Information provided
^^^^^^^^
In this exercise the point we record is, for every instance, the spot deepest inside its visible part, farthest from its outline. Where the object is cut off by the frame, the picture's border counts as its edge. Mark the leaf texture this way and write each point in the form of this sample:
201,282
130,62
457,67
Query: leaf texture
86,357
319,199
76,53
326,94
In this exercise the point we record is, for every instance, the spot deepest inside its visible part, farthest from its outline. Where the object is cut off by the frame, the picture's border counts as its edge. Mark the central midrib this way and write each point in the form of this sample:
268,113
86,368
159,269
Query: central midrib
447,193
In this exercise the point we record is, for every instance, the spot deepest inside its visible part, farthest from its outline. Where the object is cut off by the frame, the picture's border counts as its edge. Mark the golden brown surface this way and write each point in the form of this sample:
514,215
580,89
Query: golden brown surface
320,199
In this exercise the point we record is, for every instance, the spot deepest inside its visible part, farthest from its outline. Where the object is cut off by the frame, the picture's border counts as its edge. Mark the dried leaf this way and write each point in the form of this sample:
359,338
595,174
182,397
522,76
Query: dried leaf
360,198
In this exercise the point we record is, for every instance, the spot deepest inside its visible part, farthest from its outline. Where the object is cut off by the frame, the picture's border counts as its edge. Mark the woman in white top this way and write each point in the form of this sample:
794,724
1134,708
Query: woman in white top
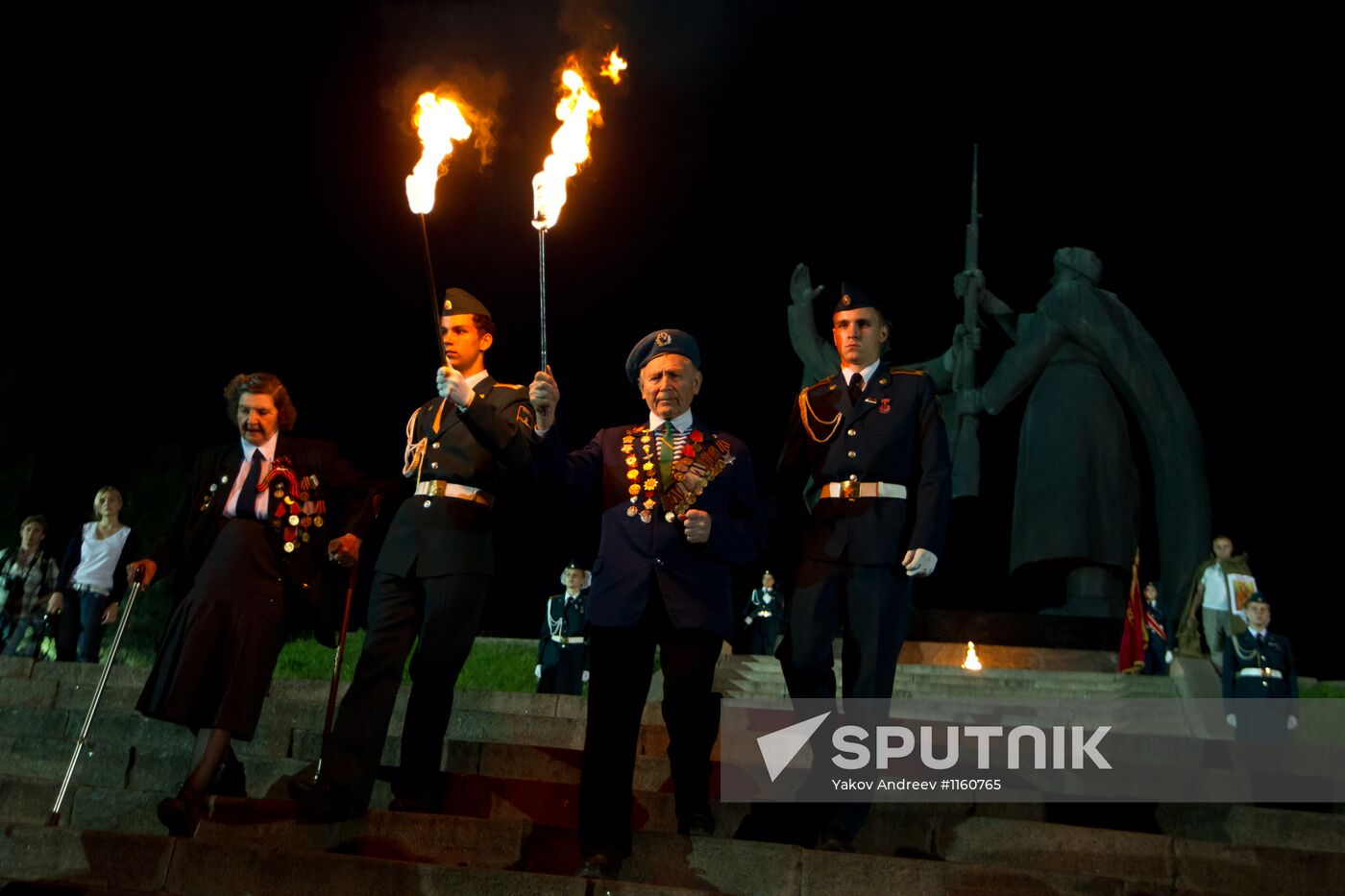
^^^^^^^^
Skip every picture and retype only the lines from the line with "Mark the dried" through the last line of the listing, both ends included, exactly as they appear.

Output of the task
In this exercise the point we record is, for every instance, the spot deepest inside its visible part, farthest from its outline. Where the object is cut off by the frame, the picture's border counts as its edge. Mark the dried leaf this way and write each point in the form of this sample:
359,338
595,174
182,397
522,76
Query: dried leaf
360,198
In this exercise the point we record is, for every instance, the spot deepest inside its visible part, farthest from its outline. Where the object is cut off by the frame, the picture's border counts as its edge. Mark the woman in white top this way and write each point in the form of this sample:
794,724
1134,708
Query: woman in white top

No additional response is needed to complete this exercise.